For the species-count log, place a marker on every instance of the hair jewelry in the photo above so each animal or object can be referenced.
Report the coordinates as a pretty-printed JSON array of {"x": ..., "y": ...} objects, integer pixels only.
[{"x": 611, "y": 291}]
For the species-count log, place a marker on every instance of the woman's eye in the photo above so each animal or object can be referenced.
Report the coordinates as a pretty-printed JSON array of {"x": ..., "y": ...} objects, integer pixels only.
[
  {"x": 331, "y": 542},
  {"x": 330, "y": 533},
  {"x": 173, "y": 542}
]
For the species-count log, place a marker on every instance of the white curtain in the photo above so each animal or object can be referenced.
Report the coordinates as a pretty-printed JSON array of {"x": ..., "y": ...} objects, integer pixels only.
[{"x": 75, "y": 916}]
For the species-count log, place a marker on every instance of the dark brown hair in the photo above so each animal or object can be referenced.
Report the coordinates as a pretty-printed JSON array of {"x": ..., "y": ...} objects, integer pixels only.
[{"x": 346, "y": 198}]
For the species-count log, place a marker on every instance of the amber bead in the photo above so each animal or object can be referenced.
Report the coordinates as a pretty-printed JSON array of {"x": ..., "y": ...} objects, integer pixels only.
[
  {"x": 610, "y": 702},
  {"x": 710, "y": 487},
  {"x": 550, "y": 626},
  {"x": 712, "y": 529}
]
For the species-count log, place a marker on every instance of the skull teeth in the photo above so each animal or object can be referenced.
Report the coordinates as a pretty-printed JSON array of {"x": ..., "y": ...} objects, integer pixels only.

-------

Write out all of the data above again, word for word and line for line, with nothing changed.

For the species-count log, place a marker on every instance of the hair jewelry in the photo above so each animal or object can be referenced.
Report the coordinates as a pretty-printed JSON array of {"x": ..., "y": ...} objects, integer pixels only.
[{"x": 611, "y": 291}]
For the species-count log, place a marker on every instance of the woman's eye in the photo above so each animal or object can be referenced.
Report the coordinates as a pretty-printed JSON array of {"x": ..., "y": ...} objects, integer pixels only.
[
  {"x": 331, "y": 542},
  {"x": 330, "y": 533},
  {"x": 173, "y": 542}
]
For the species-count log, place a marker on every instance of the white curtain in the photo above so each animal or object can be referenced.
Report the coordinates as a pretty-printed JSON array of {"x": ..., "y": ...} objects, integer pixels only.
[{"x": 75, "y": 916}]
For the species-count log, place a marker on every instance of the dark brown hair in the photo above so each animal or object can be referenced.
Report the coordinates as a pretty-printed JSON array of {"x": ..., "y": ...} objects, integer pixels only.
[{"x": 346, "y": 198}]
For the species-count log, place a marker on every instance of the amber bead in the photo above so each animal or object can be referenced.
Report the coordinates as a pretty-printed JSON array of {"x": ..., "y": ...} objects, integer pixels only.
[
  {"x": 610, "y": 702},
  {"x": 710, "y": 487},
  {"x": 550, "y": 626},
  {"x": 712, "y": 529}
]
For the species-count log, place a marker on every instance of the skull teeth in the photo above so each animal or object can be referenced.
Report the coordinates as a pretty-printed JSON array of {"x": ..., "y": ...} objects, integer pixels only.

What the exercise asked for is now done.